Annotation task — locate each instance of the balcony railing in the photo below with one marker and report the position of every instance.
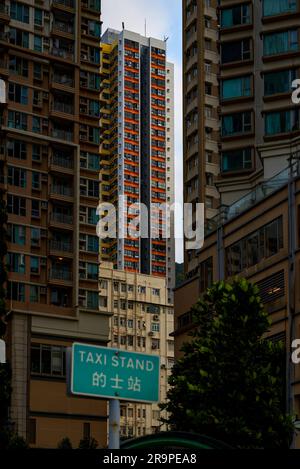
(60, 274)
(62, 190)
(62, 246)
(65, 27)
(63, 53)
(59, 160)
(62, 79)
(62, 218)
(62, 134)
(63, 107)
(66, 3)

--

◆ WHAT YOU ARE ASKED TO DO
With the pictures set aside, please write out all of the records above exactly.

◆ RESULT OF THIS TASK
Annotation task — locate each instance of the balcony railing in the photo below with one marker and report the position of every instance.
(60, 274)
(62, 190)
(62, 246)
(65, 27)
(63, 53)
(59, 160)
(62, 79)
(62, 218)
(62, 134)
(63, 107)
(66, 3)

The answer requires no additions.